[Given passage — start]
War of the world

May 11, 2020

One positive of the coronavirus quarantine is knowing that your spouse’s sudden preoccupation with the UPS guy is merely the result of increased online shopping. I’ve been struck by how many things we’re finding we need to buy, now that we can have it delivered instead of fighting traffic and mall crowds. And, yes, I understand that there are people who enjoy the bustle and interaction of traffic and crowds, especially after weeks of not being around them.

But this abrupt interruption of our normal routines in modern life is an opportunity to think about things like the human footprint on the planet, for instance. Don’t cringe. I’m not about to unfurl my enviro rant here. Okay, maybe a little. Maybe…well, let’s just see.

The most measurable aspect of the human footprint is how much carbon is stuck to its heel. The benefits of stay-at-home orders and recommendations have immediately been observed in clearer air, especially around our urban centers. But there’s more to us as humans than how much carbon doo-doo we’ve stepped in. Or maybe it should be there’s more of us.

Clearly, a non-social introvert like me is going to come down hard on population. But it just seems that if we look at humanity simply as the most invasive species to ever hit the planet, we might develop a different perspective on our environmental impact. And no, I’m not advocating population control, or any other eco-nazi “solution” implied in that. I believe seven, 10, 20 or even 40 billion people can live on this planet. It’s a question of how we live. Think oysters – or zebra  muscles – rather than ants or bees.

Stay-at-home is cramping modern life, but it’s proving to be far less polluting for us as a species. Is it possible that we learn from this forced experience, and carry some of it over when we return to normal life? What if one day in the near future we realized we were at the brink of planetary collapse, and we had to do drastic things immediately to stave off annihilation. What would we do?
[Given passage — finish]
[Source material — start]
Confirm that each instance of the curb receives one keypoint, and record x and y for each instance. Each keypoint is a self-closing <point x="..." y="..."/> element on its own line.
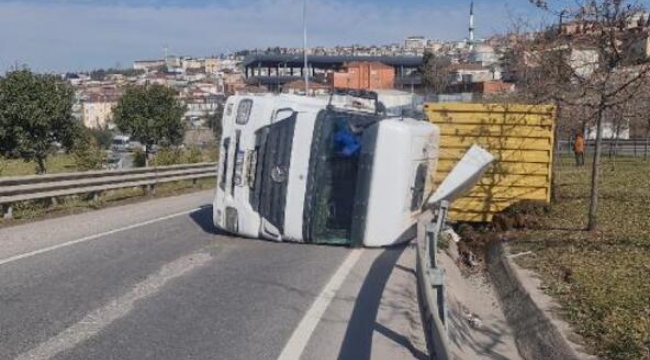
[Source material — finish]
# Exercise:
Pick up the "War of the world" essay about the quarantine right after its closing question, "What would we do?", and continue it in the same voice.

# Task answer:
“The most measurable aspect of the human footprint is how much carbon is stuck to its heel.”

We’d have to stop all economic and social activity that was contributing to the planet’s imminent demise. Crash the economy and our whole way of life. And continue that cessation for decades. In other words, a heck of a lot more than we’ve done for coronavirus over just the past couple of months. And look at how fractious and crumbling our resolve over Covid-19 is after only those couple of months. It doesn’t paint a rosy picture of a successful approach to reversing climate change on the horizon, does it?

So the only sensible solution is to deny climate change the way we’re starting to deny coronavirus. The cure is worse than the disease; we have to destroy the habitable planet in order to save it. It’s not dystopian. It’s simply being realistic. And it might not be all bad.

Without human activity, the planet might just heal itself in time. Already the world’s critters are showing up in places emptied by the lockdown to have a look around. No doubt feeling safe without human predators and their eradication programs threatening them anymore.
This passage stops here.